**What needs to be done**
Find "Objective — for the horizontal" in the data, then restate the line it sits in and every later line word for word, ending with the last line.

**The data**
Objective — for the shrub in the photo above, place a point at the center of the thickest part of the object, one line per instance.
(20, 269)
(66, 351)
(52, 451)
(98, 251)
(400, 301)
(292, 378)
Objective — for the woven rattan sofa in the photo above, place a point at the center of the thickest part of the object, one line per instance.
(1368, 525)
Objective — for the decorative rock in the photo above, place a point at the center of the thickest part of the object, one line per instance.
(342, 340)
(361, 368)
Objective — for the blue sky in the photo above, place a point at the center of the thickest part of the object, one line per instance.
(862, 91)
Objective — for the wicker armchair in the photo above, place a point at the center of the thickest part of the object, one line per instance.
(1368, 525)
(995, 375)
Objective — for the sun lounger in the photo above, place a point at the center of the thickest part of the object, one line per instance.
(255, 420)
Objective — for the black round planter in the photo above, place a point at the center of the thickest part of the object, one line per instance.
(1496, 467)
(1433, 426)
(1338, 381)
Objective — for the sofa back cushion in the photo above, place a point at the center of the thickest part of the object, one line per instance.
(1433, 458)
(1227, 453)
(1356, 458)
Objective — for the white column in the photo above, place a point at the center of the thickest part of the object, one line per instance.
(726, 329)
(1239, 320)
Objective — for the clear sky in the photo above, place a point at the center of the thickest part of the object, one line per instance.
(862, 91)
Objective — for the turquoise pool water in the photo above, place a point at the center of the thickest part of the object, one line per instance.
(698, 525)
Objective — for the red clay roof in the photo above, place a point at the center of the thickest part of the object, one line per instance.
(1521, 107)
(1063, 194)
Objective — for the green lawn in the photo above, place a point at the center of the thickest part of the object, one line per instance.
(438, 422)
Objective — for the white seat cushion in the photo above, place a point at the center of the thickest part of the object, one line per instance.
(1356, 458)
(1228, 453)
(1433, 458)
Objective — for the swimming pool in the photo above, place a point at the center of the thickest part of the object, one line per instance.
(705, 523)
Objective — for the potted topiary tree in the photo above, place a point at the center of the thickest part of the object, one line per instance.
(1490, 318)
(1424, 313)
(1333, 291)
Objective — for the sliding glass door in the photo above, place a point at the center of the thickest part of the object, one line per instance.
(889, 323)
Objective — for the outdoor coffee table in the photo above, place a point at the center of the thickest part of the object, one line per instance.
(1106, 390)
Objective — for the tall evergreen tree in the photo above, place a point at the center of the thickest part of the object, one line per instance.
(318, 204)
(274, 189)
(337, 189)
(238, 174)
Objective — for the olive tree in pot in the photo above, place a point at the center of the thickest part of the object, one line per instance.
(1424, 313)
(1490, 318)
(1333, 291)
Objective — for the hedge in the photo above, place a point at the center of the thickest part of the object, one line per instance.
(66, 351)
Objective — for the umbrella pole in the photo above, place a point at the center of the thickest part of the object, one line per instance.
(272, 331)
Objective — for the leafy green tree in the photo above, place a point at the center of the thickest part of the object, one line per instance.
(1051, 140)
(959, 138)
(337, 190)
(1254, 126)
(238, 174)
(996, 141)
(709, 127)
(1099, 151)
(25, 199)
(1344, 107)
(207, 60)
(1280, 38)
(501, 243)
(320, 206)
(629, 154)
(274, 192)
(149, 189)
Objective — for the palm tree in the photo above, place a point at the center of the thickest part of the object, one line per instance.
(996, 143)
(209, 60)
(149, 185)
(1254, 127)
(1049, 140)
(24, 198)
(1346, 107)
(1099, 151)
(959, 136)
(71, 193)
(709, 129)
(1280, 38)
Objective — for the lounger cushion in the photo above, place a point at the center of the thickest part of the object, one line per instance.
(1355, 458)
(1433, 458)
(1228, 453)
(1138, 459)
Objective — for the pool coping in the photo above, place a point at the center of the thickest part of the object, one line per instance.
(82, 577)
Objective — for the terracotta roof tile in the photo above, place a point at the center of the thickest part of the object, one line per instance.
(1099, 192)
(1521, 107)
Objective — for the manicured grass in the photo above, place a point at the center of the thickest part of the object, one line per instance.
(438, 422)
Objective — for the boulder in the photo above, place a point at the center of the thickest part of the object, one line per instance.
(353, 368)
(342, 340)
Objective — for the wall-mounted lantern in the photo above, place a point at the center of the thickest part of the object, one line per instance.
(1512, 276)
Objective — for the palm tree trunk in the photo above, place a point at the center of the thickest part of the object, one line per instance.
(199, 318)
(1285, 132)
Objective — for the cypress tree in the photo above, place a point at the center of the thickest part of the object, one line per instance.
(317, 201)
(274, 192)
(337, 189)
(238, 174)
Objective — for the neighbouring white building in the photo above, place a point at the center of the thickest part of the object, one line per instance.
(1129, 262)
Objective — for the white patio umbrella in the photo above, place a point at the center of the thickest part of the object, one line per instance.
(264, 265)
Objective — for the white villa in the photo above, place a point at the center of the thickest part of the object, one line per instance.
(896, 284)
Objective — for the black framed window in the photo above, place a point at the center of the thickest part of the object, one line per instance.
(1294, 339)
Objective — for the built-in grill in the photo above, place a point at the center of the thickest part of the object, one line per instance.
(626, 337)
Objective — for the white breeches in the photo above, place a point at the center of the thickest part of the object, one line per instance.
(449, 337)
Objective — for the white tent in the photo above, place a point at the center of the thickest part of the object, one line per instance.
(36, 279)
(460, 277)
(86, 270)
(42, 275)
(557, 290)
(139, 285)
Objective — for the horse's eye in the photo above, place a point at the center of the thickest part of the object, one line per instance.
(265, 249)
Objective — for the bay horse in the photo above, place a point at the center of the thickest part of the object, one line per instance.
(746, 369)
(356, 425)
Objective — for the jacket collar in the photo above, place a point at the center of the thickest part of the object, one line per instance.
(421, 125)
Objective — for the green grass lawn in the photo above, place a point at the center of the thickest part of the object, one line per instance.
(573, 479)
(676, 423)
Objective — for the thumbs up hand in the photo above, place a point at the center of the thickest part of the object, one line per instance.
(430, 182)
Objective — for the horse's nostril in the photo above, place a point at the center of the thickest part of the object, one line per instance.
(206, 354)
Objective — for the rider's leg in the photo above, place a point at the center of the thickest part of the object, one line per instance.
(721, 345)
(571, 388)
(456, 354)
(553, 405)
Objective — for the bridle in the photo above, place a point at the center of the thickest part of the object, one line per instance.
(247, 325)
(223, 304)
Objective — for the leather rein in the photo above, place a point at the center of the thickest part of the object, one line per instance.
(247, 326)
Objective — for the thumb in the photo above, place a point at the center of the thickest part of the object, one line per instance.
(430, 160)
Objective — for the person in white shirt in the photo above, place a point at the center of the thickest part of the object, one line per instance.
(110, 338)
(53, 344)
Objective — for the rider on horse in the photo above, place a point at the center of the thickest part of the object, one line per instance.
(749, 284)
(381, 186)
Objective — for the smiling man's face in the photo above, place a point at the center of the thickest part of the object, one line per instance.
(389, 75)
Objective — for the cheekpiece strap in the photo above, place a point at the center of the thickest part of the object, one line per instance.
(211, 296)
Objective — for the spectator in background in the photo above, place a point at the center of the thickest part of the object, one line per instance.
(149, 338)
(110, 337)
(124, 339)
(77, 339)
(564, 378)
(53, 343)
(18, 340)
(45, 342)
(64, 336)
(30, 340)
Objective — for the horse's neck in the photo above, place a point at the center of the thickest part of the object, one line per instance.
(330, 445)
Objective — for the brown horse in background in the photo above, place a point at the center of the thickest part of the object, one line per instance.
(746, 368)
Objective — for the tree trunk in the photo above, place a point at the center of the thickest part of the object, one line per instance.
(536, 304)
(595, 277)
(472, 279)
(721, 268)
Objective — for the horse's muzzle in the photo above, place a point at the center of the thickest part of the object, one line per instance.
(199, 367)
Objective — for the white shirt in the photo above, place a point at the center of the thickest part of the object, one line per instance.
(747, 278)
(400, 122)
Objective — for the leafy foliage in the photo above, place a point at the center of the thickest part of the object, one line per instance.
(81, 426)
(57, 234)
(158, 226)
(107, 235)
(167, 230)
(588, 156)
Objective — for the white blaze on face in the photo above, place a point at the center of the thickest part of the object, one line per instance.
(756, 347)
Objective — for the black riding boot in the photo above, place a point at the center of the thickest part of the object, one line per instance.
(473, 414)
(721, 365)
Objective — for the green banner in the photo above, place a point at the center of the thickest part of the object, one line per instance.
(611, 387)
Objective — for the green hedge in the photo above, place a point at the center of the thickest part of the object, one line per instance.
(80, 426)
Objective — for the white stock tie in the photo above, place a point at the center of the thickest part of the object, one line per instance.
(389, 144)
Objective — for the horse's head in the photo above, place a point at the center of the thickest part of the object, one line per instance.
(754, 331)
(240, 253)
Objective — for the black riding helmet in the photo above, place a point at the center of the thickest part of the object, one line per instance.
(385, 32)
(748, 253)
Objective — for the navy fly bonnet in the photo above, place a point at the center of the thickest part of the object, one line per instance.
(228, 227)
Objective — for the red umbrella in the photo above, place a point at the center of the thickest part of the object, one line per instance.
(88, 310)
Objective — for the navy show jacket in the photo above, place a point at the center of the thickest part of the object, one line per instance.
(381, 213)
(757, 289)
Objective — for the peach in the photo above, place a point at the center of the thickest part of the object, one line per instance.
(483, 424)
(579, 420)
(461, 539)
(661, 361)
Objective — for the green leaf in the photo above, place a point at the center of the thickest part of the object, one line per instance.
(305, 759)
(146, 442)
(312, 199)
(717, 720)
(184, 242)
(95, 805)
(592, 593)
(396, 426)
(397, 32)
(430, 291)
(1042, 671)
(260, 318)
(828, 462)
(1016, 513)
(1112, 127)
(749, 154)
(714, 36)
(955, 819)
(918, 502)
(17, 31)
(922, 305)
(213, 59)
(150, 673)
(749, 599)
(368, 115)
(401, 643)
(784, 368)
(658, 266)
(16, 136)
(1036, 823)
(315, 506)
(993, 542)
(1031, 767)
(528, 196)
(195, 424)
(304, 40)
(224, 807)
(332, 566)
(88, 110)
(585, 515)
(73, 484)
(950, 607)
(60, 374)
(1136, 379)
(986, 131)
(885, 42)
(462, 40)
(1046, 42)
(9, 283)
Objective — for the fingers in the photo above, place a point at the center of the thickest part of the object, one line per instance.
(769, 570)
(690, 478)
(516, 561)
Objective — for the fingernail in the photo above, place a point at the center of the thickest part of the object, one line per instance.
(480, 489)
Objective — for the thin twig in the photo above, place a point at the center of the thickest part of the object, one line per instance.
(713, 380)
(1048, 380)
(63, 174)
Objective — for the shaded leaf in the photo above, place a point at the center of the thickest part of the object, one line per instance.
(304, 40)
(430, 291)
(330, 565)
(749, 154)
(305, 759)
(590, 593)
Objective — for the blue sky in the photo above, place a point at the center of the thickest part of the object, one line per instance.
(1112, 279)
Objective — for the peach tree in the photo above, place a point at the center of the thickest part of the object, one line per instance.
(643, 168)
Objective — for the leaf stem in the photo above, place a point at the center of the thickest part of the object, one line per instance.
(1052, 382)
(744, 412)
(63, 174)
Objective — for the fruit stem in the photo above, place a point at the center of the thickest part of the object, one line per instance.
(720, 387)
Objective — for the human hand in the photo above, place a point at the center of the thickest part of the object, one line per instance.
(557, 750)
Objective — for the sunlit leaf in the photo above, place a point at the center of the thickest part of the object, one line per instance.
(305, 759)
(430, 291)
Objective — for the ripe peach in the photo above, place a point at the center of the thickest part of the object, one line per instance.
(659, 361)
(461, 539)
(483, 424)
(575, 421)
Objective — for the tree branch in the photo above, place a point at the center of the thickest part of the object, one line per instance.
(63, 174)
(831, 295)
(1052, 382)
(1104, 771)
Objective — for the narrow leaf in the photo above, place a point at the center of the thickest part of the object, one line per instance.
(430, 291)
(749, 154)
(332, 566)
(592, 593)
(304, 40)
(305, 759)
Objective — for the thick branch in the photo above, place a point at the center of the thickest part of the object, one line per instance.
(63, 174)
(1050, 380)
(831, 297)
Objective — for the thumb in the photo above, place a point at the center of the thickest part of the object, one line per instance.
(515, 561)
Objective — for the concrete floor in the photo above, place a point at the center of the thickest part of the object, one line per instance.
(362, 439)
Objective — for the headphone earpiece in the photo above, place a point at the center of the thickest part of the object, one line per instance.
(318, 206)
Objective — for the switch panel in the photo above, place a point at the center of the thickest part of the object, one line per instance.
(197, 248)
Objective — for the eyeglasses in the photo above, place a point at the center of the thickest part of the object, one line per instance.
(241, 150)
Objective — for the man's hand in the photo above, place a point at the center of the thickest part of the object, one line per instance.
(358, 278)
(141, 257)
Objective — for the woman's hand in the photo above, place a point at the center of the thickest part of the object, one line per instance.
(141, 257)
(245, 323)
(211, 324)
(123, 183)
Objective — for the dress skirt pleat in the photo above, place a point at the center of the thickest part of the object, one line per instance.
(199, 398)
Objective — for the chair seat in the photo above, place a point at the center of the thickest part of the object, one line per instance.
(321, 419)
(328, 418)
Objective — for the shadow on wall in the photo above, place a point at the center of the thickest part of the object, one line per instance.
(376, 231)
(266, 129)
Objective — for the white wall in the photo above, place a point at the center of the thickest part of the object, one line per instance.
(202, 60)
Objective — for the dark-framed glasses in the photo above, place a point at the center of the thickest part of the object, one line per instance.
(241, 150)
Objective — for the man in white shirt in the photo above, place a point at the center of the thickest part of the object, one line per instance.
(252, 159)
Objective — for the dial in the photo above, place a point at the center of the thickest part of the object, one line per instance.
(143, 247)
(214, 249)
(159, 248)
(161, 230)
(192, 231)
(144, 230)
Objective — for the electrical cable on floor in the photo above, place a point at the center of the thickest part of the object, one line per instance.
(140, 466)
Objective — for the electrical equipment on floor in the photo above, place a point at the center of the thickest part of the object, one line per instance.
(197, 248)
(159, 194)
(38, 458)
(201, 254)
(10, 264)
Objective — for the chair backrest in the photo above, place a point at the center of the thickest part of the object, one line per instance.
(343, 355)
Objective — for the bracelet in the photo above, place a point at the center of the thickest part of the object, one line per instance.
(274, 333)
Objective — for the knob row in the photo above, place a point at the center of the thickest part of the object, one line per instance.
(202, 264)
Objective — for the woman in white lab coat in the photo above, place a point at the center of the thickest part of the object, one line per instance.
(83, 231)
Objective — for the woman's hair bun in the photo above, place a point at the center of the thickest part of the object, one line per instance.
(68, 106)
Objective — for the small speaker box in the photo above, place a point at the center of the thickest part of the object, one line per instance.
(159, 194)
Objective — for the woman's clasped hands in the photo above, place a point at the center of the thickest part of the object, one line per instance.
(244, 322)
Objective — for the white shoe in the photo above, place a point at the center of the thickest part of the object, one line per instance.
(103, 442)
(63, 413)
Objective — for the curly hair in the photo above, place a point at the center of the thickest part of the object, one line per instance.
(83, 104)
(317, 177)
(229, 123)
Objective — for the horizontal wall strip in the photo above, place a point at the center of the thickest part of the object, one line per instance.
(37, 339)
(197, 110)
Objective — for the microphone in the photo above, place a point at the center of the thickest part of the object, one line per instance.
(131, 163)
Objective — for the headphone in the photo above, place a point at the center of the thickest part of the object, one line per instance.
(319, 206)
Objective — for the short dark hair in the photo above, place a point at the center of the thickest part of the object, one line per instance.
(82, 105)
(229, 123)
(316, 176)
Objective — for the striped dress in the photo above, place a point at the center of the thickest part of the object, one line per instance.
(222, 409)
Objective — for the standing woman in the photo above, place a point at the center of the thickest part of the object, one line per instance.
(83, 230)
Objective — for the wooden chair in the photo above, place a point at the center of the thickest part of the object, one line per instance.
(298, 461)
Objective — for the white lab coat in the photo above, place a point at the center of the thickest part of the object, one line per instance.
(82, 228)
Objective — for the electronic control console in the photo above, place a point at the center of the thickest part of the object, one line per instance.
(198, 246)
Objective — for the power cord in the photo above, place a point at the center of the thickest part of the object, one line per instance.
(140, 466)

**The output**
Objective — for the horizontal wall strip in the photo above, place a point at the center of the thickest part of the object, one line per instance.
(37, 339)
(197, 110)
Objective — for the microphone in the photo above, place a point at the center of the thickest part of the object, one line per instance.
(131, 163)
Objective — for the headphone in the photo above, place a point at the center of the thickest part of the object, one line per instance.
(319, 206)
Objective — for the short dark hair in the photo above, place a point at the center of the thickest part of the object, one line per instance.
(82, 105)
(229, 123)
(316, 176)
Objective — for the striped dress in the photo above, place a point at the center of the thickest part of the object, one line per instance.
(222, 409)
Objective — for the standing woman in the photo above, place a point at the center of the thickest part of the object, one line per instance.
(83, 230)
Objective — for the wooden chair in the photo above, place a point at the center of the thickest part of the object, one line per instance.
(298, 461)
Objective — for the white lab coat in the photo above, place a point at the center of the thickest part of the object, one line per instance.
(82, 228)
Objective — for the electronic control console in the photo above, place a point at the center of the thickest part of the object, one line per instance.
(198, 246)
Objective — for the power cord in the photo above, place a point at the center of the thickest part of the object, one line per instance.
(140, 466)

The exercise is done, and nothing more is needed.